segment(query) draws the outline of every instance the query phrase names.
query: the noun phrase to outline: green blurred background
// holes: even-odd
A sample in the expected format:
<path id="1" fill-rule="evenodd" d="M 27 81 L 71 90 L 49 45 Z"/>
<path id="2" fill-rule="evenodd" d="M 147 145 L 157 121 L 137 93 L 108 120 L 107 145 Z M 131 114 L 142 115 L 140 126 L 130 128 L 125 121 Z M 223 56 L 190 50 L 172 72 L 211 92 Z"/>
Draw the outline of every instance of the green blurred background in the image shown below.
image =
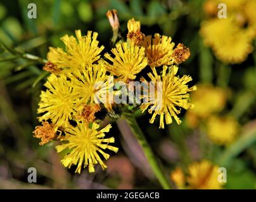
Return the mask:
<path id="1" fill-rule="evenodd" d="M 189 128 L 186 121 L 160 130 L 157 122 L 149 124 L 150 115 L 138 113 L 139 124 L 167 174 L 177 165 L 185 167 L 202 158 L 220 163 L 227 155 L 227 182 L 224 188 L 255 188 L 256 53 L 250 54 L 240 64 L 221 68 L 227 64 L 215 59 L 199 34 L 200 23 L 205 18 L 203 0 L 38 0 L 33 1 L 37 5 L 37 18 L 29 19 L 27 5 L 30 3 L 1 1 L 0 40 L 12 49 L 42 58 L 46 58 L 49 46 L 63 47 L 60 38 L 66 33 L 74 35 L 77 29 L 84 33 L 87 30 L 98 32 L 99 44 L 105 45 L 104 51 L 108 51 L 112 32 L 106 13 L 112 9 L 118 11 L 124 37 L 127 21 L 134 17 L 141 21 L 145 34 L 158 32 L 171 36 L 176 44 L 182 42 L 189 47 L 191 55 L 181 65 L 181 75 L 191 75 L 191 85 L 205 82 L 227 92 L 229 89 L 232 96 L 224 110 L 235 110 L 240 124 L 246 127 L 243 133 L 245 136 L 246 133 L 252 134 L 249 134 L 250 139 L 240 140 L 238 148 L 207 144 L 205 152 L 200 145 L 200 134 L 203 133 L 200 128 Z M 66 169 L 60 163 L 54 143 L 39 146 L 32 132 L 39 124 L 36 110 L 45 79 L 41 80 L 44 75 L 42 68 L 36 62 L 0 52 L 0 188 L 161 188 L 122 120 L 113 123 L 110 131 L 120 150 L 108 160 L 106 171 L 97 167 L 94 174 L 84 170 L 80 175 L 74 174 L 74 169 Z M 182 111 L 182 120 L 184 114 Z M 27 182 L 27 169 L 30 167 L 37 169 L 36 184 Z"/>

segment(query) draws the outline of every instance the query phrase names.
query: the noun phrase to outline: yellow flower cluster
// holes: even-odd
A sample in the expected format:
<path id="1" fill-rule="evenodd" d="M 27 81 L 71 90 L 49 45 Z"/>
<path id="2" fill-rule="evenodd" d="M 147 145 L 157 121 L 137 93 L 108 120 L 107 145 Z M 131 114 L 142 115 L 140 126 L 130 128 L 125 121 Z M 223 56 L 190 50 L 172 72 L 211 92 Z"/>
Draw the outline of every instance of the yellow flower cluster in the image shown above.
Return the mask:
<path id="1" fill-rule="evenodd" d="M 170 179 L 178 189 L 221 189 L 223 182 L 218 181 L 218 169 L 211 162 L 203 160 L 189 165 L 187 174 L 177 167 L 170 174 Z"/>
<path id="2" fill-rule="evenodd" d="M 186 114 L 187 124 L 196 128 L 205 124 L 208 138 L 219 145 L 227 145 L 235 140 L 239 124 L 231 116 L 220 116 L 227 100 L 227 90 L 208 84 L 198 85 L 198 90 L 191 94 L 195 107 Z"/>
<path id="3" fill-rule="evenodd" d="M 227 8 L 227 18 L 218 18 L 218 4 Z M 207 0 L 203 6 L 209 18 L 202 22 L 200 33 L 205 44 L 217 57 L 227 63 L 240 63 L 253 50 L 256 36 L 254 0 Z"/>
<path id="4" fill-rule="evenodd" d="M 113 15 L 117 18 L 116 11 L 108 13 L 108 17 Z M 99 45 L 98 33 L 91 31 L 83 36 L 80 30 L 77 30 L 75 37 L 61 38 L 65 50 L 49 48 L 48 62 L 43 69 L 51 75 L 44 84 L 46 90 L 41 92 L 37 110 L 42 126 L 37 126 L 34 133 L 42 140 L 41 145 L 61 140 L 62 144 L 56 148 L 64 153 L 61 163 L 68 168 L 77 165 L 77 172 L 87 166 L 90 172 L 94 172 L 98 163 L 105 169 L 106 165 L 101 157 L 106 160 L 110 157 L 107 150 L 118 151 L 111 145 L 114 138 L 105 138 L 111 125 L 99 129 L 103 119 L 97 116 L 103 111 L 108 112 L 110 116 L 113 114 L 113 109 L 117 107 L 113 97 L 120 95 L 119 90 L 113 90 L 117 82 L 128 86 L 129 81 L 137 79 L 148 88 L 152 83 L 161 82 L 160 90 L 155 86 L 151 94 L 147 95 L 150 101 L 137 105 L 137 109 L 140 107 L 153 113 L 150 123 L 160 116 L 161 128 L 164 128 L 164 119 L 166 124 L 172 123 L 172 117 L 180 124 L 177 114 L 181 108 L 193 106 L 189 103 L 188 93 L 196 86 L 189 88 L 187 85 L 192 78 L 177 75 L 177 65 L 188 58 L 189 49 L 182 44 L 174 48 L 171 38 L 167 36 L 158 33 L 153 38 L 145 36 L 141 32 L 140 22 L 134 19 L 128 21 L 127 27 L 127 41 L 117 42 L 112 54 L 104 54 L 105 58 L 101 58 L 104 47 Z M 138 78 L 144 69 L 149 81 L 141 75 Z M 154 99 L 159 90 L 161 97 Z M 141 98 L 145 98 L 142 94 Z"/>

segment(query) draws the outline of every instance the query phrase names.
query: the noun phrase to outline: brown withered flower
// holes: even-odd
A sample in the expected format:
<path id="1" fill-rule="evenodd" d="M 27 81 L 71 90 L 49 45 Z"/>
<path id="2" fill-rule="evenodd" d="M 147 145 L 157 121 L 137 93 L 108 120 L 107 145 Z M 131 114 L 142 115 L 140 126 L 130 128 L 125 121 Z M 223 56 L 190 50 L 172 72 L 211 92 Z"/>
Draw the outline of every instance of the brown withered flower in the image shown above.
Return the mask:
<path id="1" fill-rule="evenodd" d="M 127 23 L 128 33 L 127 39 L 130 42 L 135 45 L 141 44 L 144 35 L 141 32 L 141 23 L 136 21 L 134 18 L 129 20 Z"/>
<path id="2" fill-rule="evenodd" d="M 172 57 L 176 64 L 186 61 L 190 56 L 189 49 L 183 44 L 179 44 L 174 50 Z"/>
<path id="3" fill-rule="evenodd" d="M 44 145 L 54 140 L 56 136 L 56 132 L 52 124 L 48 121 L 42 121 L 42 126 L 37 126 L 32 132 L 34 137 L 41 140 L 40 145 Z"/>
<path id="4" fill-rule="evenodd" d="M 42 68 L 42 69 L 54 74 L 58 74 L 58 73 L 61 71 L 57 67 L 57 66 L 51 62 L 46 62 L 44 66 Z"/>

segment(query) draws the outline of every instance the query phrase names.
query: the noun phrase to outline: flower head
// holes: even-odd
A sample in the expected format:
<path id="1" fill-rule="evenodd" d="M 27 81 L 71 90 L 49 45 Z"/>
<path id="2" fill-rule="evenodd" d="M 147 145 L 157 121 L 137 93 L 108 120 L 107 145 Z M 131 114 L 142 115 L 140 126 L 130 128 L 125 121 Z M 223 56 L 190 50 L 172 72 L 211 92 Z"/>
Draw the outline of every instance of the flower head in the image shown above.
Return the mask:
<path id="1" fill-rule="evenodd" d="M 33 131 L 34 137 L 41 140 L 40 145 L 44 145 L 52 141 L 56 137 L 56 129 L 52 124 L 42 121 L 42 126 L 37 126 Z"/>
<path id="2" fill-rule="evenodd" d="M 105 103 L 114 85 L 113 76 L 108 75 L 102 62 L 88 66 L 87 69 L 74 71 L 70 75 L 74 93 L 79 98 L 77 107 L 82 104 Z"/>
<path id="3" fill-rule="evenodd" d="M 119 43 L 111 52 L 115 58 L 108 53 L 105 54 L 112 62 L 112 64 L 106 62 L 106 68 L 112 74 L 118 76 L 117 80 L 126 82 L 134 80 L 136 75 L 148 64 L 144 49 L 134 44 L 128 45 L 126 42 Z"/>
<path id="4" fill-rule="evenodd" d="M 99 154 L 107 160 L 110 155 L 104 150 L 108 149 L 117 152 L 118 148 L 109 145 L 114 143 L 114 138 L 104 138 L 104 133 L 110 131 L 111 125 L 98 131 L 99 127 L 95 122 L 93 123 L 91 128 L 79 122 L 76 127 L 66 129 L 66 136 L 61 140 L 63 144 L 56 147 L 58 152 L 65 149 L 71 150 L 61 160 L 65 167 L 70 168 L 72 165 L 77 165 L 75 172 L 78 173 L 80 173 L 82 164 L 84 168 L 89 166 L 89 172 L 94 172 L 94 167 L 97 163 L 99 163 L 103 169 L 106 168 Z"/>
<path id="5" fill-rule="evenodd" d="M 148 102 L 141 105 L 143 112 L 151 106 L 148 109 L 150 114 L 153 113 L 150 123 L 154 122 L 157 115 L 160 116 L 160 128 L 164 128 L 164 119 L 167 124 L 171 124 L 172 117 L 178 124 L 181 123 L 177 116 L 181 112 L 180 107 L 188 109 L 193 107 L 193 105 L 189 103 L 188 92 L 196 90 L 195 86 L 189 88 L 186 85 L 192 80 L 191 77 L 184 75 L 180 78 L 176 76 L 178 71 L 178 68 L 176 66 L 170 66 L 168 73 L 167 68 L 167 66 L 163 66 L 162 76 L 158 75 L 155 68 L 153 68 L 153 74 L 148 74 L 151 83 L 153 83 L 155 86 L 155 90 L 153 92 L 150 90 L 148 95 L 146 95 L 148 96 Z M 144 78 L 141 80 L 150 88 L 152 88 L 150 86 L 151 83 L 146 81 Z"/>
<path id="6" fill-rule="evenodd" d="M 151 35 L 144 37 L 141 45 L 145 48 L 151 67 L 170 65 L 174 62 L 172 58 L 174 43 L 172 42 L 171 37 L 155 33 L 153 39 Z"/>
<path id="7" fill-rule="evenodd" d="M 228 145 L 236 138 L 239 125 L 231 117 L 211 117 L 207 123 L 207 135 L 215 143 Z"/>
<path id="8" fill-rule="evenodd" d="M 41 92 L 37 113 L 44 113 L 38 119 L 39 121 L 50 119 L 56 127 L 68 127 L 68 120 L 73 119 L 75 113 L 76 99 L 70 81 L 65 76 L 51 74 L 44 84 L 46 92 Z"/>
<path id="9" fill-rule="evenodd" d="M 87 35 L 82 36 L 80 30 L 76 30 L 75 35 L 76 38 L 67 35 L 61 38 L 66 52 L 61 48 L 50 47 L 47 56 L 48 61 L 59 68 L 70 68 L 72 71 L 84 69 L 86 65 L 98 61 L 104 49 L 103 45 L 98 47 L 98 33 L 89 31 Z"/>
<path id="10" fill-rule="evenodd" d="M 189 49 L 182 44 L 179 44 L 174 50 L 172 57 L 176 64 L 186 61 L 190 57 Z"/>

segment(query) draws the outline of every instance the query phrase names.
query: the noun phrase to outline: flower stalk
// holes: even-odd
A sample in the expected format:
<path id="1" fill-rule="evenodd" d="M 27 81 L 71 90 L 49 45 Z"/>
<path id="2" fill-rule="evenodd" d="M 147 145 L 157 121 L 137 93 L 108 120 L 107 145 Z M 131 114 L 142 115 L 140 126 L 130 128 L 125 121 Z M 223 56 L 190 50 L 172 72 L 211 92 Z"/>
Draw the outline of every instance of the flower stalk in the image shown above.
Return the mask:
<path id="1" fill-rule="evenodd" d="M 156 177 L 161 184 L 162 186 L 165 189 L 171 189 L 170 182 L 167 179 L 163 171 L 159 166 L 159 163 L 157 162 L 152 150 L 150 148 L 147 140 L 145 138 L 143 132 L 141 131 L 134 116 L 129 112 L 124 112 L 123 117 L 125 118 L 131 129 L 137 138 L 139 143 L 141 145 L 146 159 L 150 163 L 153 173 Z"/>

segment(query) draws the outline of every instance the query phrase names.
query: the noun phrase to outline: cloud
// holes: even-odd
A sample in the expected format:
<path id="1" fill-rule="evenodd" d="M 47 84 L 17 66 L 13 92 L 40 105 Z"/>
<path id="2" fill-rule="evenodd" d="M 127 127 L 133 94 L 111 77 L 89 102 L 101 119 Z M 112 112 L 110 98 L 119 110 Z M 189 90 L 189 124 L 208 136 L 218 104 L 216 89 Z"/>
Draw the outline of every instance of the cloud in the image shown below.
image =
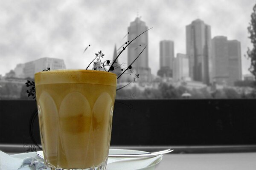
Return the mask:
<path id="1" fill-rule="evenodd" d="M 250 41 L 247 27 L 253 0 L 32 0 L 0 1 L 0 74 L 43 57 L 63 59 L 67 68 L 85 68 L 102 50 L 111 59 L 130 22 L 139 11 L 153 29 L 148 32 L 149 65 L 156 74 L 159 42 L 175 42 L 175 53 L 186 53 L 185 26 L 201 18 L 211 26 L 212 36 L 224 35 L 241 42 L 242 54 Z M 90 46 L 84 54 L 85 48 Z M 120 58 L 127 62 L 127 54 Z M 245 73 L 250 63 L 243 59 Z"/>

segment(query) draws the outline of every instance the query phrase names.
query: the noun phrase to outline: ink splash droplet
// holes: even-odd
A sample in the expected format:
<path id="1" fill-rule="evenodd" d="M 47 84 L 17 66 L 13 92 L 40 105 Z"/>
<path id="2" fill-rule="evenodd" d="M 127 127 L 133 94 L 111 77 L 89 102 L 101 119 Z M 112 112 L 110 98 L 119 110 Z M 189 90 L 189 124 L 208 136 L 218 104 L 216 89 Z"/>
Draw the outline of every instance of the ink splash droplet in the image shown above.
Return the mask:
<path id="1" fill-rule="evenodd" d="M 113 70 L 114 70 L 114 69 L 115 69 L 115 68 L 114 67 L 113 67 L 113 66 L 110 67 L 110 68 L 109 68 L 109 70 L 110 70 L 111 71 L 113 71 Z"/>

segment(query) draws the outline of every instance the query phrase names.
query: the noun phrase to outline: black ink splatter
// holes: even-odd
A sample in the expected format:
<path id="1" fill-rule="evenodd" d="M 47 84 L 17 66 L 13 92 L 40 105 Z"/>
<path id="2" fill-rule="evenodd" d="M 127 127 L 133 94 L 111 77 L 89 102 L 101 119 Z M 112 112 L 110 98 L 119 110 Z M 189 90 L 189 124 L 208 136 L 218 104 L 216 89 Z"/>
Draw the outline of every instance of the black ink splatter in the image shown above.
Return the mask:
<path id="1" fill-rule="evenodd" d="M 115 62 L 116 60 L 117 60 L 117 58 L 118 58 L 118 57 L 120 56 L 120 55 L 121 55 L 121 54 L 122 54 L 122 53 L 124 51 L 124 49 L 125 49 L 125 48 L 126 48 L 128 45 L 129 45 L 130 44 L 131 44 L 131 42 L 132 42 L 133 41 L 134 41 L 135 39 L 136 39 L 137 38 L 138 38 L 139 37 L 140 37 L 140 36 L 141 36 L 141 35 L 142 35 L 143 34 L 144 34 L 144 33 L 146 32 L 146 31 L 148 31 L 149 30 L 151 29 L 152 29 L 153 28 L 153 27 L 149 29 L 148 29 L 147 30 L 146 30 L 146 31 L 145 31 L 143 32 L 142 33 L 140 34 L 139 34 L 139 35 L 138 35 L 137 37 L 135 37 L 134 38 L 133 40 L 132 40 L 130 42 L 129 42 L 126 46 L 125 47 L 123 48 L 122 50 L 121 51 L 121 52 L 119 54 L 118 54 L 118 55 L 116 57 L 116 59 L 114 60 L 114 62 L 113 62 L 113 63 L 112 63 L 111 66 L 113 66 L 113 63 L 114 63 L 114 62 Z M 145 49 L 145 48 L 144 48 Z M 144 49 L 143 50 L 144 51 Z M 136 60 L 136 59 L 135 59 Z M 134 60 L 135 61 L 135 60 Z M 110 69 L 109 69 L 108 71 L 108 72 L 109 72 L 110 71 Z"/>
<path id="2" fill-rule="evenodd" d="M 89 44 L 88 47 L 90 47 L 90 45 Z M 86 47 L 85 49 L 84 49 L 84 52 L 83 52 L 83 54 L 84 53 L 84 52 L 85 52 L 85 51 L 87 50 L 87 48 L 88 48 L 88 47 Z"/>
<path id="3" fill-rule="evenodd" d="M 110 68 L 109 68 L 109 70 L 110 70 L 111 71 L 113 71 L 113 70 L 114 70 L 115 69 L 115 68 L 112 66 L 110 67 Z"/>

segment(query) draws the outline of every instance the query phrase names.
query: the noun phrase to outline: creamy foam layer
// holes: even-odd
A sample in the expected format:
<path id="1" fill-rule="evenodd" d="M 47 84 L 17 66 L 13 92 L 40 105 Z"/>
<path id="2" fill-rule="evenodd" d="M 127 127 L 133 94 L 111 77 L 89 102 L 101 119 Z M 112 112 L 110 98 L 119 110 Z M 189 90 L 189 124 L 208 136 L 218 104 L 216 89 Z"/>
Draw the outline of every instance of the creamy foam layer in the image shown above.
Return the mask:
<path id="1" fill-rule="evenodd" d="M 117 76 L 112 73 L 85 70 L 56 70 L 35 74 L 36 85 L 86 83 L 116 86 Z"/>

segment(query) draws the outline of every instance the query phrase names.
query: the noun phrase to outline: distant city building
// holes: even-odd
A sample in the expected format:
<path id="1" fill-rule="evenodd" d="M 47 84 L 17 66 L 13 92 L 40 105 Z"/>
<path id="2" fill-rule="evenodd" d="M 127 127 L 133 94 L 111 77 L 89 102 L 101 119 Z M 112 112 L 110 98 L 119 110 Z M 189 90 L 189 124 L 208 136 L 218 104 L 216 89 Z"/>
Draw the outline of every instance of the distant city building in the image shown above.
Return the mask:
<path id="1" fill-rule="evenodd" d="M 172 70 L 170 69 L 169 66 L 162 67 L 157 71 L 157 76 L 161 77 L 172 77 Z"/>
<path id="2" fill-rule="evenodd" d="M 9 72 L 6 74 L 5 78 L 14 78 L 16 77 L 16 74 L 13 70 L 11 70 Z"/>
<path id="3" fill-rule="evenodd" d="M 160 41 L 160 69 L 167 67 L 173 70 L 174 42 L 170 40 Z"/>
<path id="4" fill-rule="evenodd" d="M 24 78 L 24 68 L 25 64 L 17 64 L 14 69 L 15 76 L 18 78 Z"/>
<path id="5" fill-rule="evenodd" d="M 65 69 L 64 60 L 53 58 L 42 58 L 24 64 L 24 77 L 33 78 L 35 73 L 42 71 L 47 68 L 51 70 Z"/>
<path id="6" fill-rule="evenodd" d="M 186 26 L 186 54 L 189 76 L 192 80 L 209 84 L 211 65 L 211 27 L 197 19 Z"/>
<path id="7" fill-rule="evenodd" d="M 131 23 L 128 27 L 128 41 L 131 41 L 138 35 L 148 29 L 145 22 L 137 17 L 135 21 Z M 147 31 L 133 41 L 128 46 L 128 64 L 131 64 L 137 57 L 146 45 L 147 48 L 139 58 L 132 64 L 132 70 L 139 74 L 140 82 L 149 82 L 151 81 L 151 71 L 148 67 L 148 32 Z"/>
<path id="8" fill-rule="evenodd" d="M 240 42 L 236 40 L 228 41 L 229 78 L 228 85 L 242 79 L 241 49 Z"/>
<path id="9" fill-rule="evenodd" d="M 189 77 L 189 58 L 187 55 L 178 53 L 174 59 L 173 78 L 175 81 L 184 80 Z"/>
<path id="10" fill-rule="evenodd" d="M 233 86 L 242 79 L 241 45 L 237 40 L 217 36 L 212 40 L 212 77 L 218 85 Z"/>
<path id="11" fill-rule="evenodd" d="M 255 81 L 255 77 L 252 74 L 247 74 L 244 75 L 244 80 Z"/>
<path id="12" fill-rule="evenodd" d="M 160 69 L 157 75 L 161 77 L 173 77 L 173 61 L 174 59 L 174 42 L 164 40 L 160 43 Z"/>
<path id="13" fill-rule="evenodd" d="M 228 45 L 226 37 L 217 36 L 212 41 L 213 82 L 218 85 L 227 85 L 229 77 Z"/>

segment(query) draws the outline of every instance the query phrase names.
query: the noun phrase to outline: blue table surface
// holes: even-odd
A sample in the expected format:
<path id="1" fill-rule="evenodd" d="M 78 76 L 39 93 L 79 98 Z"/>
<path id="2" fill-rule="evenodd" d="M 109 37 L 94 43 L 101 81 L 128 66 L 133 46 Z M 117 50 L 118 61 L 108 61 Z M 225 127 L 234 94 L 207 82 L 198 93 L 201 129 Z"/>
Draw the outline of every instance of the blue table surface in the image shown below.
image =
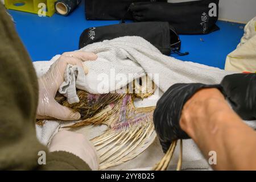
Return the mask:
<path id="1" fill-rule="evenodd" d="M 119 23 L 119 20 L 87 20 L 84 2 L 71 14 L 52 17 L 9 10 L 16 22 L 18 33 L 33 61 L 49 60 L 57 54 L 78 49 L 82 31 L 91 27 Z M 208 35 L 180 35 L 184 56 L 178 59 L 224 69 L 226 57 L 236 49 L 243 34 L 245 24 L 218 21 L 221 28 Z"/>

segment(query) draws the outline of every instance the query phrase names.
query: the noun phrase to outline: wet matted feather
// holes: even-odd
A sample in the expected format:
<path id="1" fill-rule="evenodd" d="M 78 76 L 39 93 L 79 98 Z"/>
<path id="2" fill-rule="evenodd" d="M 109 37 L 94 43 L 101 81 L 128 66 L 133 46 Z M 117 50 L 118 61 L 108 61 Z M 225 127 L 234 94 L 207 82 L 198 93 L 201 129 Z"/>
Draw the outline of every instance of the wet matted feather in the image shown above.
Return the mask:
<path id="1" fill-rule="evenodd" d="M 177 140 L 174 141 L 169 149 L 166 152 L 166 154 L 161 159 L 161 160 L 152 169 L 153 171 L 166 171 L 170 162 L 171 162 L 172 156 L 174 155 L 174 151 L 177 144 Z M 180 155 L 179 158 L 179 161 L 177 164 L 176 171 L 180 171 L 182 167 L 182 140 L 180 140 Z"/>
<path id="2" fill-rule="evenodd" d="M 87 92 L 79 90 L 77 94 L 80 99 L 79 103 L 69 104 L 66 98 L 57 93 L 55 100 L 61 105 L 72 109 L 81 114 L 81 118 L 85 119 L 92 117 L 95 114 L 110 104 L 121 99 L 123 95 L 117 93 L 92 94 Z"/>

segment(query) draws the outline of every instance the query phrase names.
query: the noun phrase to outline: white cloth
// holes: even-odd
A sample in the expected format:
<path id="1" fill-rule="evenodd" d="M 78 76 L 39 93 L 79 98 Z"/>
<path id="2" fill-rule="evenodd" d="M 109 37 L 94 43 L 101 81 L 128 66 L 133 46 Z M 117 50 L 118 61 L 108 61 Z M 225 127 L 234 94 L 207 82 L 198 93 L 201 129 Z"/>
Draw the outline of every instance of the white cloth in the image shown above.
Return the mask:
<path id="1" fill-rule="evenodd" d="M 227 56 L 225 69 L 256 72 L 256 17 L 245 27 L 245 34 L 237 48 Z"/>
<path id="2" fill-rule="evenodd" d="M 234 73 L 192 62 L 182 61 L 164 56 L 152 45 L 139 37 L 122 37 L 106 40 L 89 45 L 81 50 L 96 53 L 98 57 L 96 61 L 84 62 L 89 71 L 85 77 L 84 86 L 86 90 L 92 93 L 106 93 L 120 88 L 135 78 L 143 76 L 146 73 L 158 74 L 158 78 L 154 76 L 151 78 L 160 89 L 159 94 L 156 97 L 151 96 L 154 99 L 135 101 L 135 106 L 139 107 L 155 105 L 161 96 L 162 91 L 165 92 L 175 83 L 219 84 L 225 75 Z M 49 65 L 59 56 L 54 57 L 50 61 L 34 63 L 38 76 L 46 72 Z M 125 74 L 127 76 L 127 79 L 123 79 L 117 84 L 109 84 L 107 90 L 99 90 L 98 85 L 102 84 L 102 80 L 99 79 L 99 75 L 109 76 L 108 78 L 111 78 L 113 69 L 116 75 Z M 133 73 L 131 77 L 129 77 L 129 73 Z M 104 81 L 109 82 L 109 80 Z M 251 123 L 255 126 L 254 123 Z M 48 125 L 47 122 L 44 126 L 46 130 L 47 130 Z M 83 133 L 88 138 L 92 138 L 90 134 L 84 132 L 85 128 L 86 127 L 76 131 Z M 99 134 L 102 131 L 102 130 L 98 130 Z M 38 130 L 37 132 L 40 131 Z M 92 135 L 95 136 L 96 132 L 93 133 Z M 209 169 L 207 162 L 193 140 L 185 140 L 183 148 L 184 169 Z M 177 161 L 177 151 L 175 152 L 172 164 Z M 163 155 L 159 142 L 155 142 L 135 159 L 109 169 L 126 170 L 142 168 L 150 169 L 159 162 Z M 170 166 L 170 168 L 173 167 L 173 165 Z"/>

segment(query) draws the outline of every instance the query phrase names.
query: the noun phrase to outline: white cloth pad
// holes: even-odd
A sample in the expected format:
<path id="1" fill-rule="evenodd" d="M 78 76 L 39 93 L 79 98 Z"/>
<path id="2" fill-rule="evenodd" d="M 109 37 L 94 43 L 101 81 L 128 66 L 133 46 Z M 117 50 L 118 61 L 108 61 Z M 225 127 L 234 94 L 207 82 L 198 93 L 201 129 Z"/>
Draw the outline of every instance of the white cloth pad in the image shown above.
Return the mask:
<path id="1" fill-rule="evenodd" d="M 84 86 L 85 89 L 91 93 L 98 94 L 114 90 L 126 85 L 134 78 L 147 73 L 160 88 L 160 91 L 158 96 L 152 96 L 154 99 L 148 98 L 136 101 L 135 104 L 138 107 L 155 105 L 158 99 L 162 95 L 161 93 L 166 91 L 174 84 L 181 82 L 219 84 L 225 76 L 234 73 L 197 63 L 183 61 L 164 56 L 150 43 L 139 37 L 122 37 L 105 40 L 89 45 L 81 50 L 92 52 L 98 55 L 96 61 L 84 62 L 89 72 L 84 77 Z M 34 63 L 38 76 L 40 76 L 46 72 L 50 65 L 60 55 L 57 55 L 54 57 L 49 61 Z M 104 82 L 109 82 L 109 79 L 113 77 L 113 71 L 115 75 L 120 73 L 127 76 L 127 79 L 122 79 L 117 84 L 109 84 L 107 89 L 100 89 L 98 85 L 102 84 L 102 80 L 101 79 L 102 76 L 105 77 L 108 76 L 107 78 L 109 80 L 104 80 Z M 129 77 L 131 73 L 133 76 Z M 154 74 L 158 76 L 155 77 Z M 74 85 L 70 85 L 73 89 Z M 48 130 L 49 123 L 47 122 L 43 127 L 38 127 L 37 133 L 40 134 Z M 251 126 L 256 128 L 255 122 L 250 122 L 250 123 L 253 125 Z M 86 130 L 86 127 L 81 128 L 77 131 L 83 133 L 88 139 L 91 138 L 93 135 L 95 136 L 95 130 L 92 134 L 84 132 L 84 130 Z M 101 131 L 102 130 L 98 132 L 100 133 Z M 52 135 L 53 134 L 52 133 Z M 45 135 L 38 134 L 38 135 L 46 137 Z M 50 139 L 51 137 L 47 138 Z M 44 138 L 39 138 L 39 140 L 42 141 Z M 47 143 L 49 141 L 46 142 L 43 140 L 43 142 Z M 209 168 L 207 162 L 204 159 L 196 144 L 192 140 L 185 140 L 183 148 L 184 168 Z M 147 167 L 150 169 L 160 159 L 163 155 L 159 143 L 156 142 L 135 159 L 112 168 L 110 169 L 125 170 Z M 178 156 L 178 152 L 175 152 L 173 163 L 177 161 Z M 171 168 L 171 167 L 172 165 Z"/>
++++++++
__STATED PROBLEM__. Find every line in the records that contains the word "withered" and copy each one in full. Case counts.

__RESULT FOR THIS EXERCISE__.
query: the noun phrase to outline: brown withered flower
Draw the outline of every instance of the brown withered flower in the image shown above.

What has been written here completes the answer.